▸ **What the task asks**:
The records are to be copied in their entirety, exactly as given.
-- Opening Marker --
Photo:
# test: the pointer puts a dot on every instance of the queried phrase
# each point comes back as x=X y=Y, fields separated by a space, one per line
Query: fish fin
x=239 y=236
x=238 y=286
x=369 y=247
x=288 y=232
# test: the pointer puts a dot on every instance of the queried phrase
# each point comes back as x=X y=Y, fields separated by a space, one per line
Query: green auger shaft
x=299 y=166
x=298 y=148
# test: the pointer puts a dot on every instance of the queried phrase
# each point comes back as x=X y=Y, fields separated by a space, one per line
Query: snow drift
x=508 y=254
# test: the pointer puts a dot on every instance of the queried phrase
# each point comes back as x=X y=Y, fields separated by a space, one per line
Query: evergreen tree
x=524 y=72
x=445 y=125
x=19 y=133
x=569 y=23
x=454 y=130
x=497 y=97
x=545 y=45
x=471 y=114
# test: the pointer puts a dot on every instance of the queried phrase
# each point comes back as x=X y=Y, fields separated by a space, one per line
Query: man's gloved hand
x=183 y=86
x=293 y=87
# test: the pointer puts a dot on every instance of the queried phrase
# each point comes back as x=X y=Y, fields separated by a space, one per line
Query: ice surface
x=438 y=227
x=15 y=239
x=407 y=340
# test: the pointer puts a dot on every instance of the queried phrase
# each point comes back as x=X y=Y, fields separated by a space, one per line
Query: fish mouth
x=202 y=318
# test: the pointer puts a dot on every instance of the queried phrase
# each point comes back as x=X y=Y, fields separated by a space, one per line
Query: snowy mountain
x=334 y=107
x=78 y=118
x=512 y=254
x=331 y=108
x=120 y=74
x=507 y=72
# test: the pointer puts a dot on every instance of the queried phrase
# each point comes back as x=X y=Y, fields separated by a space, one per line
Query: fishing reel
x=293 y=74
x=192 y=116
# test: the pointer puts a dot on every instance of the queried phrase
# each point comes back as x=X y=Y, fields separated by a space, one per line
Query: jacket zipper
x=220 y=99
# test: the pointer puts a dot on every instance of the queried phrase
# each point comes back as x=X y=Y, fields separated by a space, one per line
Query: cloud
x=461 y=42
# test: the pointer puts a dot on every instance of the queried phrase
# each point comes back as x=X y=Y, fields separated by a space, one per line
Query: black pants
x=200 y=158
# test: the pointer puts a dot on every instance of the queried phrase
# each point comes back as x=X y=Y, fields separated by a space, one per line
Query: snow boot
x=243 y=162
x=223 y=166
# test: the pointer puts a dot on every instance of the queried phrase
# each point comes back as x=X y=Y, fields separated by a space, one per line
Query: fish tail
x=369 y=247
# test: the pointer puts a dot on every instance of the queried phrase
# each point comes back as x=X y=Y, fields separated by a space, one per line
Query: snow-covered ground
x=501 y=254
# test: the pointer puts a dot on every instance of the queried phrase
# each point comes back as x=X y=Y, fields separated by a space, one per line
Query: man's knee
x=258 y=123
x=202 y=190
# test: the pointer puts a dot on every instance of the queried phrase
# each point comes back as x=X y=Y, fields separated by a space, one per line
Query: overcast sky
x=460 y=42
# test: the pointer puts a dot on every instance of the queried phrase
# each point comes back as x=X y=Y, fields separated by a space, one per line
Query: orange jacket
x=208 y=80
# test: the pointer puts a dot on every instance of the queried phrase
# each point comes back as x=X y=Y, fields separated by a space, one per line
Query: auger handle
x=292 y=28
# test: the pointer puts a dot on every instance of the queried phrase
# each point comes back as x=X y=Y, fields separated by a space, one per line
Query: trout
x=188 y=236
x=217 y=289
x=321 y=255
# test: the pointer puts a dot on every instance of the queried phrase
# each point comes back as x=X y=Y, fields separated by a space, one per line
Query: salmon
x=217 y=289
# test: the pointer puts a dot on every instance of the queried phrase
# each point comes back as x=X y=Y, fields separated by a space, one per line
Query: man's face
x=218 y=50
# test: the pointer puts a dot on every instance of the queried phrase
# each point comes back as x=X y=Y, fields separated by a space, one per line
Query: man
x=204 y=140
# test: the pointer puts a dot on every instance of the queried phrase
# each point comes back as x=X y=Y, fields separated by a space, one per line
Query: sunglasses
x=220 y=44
-- Closing Marker --
▸ **Response to this task**:
Photo:
# test: the pointer puts a dot on every instance of the queried phrase
# each point comes back as x=X y=Y, fields separated by a space, one per line
Query: fish fin
x=239 y=236
x=238 y=286
x=369 y=247
x=288 y=232
# test: the pointer puts a dot on every instance of the queried phrase
# each point comes back as x=X y=Y, fields separated by a space, one per line
Query: green auger shaft
x=299 y=166
x=298 y=148
# test: the pointer puts a dot on every instance of the queried phrase
# each point comes back as x=X y=Y, fields separated by a space, one per line
Query: snow drift
x=508 y=254
# test: the pointer puts a dot on every instance of the queried phrase
# each point comes back as x=X y=Y, fields separated by a space, one per line
Query: evergreen tree
x=524 y=72
x=445 y=125
x=19 y=133
x=569 y=23
x=454 y=130
x=497 y=97
x=545 y=45
x=471 y=114
# test: the pointer puts a dot on every instance of the queried phrase
# each point comes back as x=X y=Y, fields separated by a space, one per line
Query: man's gloved hand
x=183 y=86
x=293 y=87
# test: the pointer puts a dot on every instance of the queried phrase
# each point comes back as x=X y=Y, fields separated by a space, one per line
Query: ice surface
x=438 y=227
x=15 y=239
x=407 y=340
# test: the pointer puts a dot on every instance of the queried phrase
# each point comes back as x=X y=Y, fields separated by a space, one per line
Query: fish mouth
x=202 y=318
# test: the pointer puts a dot on every instance of the queried phrase
# each point comes back as x=X y=Y, fields separated by a space, one per line
Query: snowy mountain
x=334 y=107
x=78 y=118
x=512 y=254
x=331 y=108
x=120 y=74
x=507 y=72
# test: the pointer puts a dot on every instance of the queried phrase
# each point comes back as x=X y=Y, fields separated by a space, one per line
Query: fishing reel
x=293 y=74
x=192 y=116
# test: the pointer puts a dot on every instance of the queried phrase
# each point comes back as x=X y=Y, fields separated by a space, one per line
Query: jacket zipper
x=220 y=99
# test: the pointer puts a dot on every instance of the queried phrase
# each point comes back as x=X y=Y, fields separated by a space, one per line
Query: cloud
x=461 y=42
# test: the pointer puts a dot on every instance of the queried phrase
# each point comes back as x=X y=Y, fields separated by a space, one per line
Query: black pants
x=200 y=158
# test: the pointer puts a dot on every instance of the queried phrase
# each point comes back as x=X y=Y, fields separated by a space, one per line
Query: snow boot
x=243 y=162
x=223 y=166
# test: the pointer puts a dot on every instance of the queried phrase
# each point comes back as x=X y=Y, fields separated by a space, one per line
Query: fish tail
x=369 y=247
# test: the pointer puts a dot on every instance of the queried phrase
# each point comes back as x=X y=Y, fields separated by a space, one per line
Query: snow-covered ground
x=501 y=254
# test: the pointer puts a dot on every instance of the queried phrase
# each point comes back as x=X y=Y, fields separated by a space, one per line
Query: man's knee
x=258 y=123
x=202 y=190
# test: the pointer puts a dot on every instance of the queried phrase
# each point comes back as x=X y=Y, fields separated by a space, one per line
Query: overcast sky
x=460 y=42
# test: the pointer puts a dot on every instance of the queried phrase
# each point comes back as x=X y=Y, fields separated by a space, one per line
Query: orange jacket
x=208 y=80
# test: the pointer puts a dot on every instance of the queried phrase
# each point comes back as x=X y=Y, fields separated by a space, one per line
Query: auger handle
x=292 y=28
# test: the pointer puts a dot on every instance of the queried phrase
# each point comes back as x=X y=Y, fields separated by a space, one per line
Query: trout
x=188 y=236
x=217 y=289
x=321 y=255
# test: the pointer puts a dot on every instance of the queried phrase
# each point comes back as x=X y=Y, fields separated by a space, one per line
Query: salmon
x=217 y=289
# test: the pointer puts a dot on every instance of the queried phrase
# each point comes back as x=X y=Y, fields separated by a space, one per line
Query: man's face
x=218 y=50
# test: the pointer puts a dot on every instance of the queried phrase
# each point comes back as x=X y=Y, fields separated by a space, one per line
Query: man
x=204 y=140
# test: the pointer puts a dot on every instance of the queried phrase
# each point comes back as x=X y=Y, fields separated by a space, one per line
Query: sunglasses
x=220 y=44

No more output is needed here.